▸ **BRIEF**
The word "building" appears in some lines of the records below; state how many lines, and nothing else.

━━ DATA ━━

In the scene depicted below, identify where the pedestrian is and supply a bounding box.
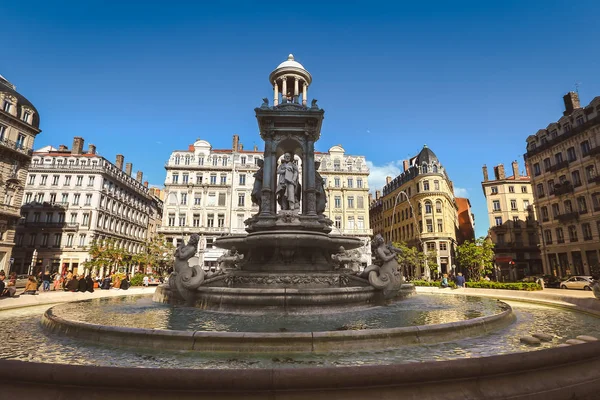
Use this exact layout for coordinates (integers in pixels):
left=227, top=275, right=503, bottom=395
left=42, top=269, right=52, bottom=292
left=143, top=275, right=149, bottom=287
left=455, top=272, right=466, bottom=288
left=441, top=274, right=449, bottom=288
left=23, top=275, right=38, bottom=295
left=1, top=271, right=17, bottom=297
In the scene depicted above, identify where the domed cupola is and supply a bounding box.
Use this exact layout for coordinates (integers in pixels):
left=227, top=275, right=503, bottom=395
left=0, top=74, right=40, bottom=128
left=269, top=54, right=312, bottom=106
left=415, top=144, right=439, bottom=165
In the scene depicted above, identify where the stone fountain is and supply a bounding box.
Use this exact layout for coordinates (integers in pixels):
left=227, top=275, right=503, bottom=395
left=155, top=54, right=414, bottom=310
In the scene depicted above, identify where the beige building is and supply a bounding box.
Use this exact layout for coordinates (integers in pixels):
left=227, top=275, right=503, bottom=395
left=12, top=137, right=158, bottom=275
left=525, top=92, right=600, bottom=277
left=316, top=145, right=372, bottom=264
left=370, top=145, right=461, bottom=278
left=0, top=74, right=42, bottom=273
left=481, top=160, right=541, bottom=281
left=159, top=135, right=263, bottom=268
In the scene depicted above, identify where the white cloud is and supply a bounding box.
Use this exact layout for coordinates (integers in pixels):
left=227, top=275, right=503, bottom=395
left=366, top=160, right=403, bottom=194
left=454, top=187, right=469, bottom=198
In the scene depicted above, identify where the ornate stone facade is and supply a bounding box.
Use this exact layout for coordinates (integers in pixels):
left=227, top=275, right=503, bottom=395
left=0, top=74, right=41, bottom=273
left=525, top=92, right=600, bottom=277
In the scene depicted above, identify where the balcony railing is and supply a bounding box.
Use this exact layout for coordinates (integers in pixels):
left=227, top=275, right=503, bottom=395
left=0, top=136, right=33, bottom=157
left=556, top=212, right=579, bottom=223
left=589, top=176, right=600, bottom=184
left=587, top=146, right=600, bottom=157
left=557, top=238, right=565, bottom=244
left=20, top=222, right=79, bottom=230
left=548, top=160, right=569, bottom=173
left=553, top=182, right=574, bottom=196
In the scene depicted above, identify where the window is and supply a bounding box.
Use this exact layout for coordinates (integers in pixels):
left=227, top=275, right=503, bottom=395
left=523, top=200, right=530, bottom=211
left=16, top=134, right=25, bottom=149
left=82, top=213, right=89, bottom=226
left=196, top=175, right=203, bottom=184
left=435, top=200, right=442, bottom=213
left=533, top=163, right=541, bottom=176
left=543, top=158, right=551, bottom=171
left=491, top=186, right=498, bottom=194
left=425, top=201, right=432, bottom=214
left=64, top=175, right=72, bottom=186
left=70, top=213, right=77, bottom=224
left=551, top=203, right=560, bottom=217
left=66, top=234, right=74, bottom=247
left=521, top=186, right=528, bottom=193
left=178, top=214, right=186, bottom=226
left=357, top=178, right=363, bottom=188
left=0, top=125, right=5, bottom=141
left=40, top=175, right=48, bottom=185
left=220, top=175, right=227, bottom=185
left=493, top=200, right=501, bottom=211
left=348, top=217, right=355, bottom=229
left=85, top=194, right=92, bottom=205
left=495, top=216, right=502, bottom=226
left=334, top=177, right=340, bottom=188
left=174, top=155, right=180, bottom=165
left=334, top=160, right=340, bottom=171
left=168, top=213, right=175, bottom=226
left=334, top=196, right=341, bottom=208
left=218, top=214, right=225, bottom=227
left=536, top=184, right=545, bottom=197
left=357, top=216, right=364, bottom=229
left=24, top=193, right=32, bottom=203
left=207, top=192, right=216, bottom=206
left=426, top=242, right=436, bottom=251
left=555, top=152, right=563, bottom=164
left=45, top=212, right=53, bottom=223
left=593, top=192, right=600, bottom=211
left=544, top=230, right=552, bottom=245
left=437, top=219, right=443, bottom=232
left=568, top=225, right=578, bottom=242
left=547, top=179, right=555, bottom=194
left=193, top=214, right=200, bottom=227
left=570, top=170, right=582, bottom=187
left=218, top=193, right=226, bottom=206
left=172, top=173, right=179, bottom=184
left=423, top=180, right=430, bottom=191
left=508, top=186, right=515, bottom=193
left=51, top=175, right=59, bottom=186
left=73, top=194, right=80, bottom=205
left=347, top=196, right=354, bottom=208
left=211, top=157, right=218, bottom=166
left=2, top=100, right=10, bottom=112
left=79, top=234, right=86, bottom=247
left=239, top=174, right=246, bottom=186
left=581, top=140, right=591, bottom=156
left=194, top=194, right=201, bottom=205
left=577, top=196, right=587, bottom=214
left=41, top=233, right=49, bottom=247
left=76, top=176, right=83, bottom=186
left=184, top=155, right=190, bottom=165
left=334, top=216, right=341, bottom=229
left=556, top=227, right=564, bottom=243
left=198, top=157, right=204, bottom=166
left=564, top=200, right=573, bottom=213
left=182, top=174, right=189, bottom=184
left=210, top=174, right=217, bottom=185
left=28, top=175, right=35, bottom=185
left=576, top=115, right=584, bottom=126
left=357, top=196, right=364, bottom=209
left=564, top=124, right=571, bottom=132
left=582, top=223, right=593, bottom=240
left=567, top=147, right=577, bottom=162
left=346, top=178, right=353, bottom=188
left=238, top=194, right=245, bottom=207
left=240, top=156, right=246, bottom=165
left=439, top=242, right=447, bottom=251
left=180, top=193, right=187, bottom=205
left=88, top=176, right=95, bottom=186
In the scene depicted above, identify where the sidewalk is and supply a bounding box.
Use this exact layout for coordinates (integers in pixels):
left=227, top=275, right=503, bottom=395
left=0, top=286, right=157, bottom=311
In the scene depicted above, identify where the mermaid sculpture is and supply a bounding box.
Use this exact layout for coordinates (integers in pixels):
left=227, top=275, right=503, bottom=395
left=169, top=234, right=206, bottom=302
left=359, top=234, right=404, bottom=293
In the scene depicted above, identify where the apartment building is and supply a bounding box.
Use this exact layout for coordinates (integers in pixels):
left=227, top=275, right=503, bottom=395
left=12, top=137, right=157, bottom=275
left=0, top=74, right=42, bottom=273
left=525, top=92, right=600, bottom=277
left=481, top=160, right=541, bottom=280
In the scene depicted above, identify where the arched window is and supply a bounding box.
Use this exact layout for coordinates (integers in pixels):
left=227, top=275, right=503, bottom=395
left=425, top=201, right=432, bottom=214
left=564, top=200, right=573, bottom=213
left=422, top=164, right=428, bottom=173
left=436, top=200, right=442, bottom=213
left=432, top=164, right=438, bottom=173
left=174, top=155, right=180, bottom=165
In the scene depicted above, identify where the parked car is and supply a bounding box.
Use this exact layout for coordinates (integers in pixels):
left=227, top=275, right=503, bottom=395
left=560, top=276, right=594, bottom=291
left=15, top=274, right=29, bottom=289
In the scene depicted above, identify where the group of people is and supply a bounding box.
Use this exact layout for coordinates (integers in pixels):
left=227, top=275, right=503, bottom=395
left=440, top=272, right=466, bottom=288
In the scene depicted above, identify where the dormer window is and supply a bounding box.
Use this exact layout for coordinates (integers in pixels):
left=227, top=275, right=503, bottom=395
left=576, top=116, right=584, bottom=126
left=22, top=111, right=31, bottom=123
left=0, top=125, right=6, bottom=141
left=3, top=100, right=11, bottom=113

━━━

▸ **TASK OUTPUT**
2